納税者番号制度については、昭和50年代の初期から税制調査会を中心に検討が重ねられてきている。最近では、平成9年12月に行われた税制調査会の「平成10年度の税制改正に関する答申」において、引き続き検討していく事項として納税者番号制度の問題が取り上げられている。これによれば、納税者番号制度をめぐる環境は新しい環境を迎えており、同調査会において国民の受けとめ方を十分に把握しつつ、より具体的かつ積極的な検討を行わなければならない時期に来ているとの認識である。

したがって、現在のところ納税者番号制度の実施時期が明確になっているという段階ではないが、基礎年金番号の実施や住民票コードに関する法律改正案の国会提出等の動きを受けて、実施に向けての具体的な検討が進められている状況にあるということができる。

 

今回の税制調査会答申のうち納税者番号制度に関する記述の概要は次のとおりである。「納税者番号制度については、かっては主に利子・株式等譲渡益の総合課税化との関連で議論されていたが、近年は、税務行政の機械化・効率化や所得・資産課税の適正化を同制度の目的として多角的な検討が進められてきている。

- **データ一覧**:
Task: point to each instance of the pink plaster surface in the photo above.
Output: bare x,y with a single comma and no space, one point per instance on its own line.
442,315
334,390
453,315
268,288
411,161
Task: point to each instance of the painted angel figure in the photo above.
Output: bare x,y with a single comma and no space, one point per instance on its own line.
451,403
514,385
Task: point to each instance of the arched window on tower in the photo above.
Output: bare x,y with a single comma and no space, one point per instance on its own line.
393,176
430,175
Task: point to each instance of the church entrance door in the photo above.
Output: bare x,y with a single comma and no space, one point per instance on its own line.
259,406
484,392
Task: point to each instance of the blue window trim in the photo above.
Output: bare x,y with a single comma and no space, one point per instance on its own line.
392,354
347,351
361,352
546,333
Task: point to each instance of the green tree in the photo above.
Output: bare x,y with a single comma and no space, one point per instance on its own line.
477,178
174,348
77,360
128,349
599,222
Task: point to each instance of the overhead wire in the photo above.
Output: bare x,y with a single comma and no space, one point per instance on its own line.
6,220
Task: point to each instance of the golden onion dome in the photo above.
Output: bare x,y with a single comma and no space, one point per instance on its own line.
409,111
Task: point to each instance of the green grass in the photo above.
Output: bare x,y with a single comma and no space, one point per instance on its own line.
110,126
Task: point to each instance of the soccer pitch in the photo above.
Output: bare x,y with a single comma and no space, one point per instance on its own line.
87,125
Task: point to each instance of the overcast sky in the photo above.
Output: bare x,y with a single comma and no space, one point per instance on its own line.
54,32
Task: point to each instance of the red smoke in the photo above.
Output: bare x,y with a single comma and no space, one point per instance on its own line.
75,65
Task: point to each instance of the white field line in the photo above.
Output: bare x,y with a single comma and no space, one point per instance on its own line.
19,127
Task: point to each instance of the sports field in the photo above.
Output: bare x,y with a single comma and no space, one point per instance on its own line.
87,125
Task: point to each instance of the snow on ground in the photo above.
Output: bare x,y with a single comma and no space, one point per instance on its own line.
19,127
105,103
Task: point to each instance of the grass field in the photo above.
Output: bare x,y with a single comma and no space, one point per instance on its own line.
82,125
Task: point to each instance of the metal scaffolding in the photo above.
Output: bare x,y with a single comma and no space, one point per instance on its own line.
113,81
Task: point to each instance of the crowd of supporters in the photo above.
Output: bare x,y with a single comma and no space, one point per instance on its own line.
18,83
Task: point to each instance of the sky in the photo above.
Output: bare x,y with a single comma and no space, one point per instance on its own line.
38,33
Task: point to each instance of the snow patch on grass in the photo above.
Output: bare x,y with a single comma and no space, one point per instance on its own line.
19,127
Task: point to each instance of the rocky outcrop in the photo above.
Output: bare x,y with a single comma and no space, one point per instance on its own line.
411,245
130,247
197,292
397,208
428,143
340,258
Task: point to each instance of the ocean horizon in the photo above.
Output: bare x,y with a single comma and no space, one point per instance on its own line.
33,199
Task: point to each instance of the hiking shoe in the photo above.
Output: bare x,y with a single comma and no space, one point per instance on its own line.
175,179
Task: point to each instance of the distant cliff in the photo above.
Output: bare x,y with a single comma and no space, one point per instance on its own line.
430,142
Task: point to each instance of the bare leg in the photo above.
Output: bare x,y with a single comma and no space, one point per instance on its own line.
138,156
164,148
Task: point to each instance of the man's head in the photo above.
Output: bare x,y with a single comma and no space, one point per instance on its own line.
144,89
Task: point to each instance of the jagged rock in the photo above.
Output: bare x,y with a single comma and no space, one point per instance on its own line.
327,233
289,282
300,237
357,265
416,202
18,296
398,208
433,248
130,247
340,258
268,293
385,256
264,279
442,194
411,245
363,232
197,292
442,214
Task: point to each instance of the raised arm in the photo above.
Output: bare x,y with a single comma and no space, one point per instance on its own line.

- **作業の指示**:
納税者番号制度についての文章をもとに、次の問いに答えよ。
(a) 納税者番号制度の検討は、いつ頃から重ねられてきたか。
(b) 平成9年12月に税制調査会が出した答申の名称は何か。
(c) 実施に向けての具体的な検討が進められるきっかけとして挙げられている動きは何か。

- **問題の解答**:
(a) 昭和50年代の初期から、税制調査会を中心に重ねられてきた。
(b) 「平成10年度の税制改正に関する答申」である。
(c) 基礎年金番号の実施や、住民票コードに関する法律改正案の国会提出等の動きである。